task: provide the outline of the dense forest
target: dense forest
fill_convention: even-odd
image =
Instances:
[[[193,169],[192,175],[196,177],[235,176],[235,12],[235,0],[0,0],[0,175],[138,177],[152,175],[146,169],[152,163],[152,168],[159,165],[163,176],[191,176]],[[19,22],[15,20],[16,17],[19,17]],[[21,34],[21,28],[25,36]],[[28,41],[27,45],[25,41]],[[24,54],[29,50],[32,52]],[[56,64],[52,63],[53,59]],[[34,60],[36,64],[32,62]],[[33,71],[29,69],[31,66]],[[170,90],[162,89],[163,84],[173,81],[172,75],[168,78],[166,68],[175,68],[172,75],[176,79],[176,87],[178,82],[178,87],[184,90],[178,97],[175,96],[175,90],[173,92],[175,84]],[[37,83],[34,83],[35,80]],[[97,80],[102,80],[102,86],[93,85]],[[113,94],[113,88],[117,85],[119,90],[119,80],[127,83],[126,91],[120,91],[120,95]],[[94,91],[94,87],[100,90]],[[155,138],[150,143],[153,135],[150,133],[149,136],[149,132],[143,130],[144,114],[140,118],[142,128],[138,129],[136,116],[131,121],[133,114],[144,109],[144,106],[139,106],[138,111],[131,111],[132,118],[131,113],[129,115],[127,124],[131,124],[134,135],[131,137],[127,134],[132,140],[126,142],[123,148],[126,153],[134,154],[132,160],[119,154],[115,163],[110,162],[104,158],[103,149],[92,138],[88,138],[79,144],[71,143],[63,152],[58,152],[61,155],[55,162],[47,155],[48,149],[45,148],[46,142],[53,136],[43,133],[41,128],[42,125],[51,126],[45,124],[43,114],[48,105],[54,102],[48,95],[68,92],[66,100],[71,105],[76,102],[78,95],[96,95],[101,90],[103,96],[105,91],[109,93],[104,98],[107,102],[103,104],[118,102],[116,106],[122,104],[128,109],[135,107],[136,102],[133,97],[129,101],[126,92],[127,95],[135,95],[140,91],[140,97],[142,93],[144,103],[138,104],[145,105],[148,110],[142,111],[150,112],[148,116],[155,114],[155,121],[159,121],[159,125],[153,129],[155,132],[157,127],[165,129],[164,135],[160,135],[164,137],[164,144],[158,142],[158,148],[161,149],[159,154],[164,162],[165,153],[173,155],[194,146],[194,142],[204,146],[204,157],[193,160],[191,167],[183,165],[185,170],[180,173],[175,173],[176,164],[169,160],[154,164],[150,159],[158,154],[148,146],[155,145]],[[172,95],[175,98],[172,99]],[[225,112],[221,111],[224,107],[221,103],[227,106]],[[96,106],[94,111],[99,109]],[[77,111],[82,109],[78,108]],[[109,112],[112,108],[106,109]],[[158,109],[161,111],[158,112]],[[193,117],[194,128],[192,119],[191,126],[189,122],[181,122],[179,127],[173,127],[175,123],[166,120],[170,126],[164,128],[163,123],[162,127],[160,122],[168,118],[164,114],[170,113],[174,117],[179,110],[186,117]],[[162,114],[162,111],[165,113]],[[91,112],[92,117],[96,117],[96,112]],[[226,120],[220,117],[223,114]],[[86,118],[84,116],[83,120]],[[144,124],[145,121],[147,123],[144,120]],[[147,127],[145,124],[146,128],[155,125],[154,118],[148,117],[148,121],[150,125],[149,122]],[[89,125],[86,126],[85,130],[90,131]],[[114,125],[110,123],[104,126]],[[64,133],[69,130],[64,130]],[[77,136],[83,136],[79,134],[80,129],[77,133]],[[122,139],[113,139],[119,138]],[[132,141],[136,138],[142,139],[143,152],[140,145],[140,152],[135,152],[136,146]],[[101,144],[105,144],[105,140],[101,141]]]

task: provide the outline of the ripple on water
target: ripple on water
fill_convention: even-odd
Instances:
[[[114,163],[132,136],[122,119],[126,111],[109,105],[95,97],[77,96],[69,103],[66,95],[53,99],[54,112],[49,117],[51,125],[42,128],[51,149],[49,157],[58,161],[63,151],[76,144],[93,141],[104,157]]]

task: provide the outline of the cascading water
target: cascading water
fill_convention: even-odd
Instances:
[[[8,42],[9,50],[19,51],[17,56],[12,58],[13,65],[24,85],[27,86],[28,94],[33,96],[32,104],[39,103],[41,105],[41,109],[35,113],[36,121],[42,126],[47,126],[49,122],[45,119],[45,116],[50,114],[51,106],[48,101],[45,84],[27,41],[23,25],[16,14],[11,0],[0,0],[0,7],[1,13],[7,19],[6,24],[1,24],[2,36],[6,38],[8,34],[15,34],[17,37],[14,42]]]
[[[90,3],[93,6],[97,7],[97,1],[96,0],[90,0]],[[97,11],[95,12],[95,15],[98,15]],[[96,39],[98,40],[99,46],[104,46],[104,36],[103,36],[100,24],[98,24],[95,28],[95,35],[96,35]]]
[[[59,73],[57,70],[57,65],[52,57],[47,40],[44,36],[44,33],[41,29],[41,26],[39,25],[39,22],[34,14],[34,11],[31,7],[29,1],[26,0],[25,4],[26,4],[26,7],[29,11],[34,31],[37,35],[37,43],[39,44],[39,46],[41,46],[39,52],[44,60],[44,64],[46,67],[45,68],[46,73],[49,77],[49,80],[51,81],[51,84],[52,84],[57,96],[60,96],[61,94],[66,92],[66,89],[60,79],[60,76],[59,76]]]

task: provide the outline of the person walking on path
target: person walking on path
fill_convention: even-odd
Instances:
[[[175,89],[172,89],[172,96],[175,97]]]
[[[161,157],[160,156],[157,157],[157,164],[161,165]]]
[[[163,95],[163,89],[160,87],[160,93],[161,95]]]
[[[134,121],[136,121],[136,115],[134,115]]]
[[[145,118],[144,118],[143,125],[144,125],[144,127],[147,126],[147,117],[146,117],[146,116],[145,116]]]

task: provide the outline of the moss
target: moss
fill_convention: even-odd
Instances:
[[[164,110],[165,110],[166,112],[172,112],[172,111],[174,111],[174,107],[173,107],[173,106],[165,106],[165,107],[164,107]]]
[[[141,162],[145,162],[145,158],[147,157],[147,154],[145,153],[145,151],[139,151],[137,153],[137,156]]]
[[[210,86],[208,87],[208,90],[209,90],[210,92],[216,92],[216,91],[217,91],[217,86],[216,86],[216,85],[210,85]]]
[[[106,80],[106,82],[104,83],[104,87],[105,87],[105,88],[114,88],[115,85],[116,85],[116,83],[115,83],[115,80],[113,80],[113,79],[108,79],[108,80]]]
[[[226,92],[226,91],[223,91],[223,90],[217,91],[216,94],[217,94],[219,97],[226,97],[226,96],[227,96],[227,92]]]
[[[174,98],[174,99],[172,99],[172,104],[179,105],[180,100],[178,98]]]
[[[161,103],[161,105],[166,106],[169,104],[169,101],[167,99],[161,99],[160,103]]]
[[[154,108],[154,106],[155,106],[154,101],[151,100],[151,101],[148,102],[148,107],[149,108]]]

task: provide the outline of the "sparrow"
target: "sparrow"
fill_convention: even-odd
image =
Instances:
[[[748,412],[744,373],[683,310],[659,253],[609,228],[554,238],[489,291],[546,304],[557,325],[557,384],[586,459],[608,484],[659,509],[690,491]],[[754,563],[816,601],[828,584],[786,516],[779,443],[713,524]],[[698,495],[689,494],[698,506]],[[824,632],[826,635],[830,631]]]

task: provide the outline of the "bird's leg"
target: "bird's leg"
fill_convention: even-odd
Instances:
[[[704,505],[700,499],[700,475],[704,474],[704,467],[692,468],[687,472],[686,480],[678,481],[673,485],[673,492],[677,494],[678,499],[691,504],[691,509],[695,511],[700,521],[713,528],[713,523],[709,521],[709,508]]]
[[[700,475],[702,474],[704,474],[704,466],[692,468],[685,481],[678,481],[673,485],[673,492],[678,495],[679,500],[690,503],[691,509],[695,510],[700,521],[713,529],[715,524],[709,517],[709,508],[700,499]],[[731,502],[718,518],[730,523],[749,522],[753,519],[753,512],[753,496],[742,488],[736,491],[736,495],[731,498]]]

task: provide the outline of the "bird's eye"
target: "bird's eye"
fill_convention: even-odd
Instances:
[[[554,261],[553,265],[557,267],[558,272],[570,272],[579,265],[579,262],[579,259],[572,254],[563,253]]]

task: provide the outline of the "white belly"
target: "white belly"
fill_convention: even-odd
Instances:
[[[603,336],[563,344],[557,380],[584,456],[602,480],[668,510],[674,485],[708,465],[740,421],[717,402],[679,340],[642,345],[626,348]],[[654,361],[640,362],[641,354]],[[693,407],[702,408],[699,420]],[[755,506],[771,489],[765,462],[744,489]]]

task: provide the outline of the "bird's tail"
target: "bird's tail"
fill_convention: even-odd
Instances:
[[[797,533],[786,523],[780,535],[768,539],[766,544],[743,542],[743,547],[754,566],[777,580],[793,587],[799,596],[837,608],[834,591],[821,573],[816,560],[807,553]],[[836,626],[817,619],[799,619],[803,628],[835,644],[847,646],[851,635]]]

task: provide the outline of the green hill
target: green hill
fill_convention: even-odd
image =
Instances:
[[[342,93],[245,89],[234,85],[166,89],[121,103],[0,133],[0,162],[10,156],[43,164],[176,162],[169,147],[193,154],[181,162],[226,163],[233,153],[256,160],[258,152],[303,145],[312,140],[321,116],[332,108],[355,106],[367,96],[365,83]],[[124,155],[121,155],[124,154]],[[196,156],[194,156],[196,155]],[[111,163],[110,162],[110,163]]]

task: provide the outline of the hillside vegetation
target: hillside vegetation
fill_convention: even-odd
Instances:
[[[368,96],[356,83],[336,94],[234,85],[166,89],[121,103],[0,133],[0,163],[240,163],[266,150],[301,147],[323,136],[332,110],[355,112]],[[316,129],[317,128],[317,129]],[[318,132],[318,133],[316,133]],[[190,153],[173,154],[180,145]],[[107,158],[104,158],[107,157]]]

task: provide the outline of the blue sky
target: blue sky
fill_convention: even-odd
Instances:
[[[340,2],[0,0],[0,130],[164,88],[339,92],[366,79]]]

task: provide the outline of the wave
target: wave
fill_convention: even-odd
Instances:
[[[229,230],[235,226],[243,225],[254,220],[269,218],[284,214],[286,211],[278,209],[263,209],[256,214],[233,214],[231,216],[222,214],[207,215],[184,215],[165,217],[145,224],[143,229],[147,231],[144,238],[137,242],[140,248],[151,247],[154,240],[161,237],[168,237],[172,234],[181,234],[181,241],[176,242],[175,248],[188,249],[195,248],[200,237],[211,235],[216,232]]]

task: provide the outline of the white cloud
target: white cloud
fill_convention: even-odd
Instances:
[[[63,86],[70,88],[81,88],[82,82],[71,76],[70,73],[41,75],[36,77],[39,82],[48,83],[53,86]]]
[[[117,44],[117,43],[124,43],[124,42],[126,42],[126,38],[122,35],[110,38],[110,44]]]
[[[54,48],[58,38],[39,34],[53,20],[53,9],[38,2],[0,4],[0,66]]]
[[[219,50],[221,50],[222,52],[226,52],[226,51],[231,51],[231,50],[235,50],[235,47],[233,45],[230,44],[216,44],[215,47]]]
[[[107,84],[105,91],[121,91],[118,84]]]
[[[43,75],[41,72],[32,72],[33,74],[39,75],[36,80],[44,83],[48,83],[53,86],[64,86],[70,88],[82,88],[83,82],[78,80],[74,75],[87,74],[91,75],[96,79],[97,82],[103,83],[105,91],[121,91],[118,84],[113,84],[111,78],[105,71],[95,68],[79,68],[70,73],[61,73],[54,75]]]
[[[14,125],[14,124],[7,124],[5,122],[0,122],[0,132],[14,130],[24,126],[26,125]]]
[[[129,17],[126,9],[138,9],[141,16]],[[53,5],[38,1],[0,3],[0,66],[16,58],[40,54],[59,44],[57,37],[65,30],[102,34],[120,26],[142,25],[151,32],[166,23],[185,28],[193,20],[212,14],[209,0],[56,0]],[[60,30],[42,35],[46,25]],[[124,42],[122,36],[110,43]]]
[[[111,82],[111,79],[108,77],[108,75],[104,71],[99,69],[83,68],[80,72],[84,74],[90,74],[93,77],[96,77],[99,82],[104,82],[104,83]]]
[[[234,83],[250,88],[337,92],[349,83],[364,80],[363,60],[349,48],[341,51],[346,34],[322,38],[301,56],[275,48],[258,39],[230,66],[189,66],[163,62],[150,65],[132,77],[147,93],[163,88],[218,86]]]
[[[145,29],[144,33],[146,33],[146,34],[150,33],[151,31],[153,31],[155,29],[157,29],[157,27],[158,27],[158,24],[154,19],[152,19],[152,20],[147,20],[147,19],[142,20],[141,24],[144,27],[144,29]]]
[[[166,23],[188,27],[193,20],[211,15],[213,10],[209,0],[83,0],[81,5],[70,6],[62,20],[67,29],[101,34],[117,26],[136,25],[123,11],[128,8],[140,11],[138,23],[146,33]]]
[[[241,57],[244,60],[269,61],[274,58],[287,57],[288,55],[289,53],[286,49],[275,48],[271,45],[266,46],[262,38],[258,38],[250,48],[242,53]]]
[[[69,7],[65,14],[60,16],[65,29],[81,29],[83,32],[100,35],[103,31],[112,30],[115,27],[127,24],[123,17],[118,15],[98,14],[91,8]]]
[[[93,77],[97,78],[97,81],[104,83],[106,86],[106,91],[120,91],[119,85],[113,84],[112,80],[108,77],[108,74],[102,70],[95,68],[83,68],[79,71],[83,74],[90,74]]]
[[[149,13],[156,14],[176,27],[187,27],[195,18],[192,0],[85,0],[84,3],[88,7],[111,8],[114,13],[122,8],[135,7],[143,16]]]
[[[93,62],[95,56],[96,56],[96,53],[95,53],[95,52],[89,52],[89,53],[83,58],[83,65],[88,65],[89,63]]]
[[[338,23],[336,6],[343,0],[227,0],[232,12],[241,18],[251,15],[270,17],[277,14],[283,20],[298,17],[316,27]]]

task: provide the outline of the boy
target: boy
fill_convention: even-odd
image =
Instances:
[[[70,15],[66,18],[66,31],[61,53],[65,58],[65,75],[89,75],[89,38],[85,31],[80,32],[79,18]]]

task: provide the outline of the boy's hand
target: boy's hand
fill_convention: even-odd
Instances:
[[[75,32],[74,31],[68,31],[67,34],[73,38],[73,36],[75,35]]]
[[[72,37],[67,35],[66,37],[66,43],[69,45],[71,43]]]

* * * * * * *

Task brief —
Scan the data for the word "sparrow" and copy every line where it shows up.

Your solution —
task: provide the outline of the "sparrow"
target: "sparrow"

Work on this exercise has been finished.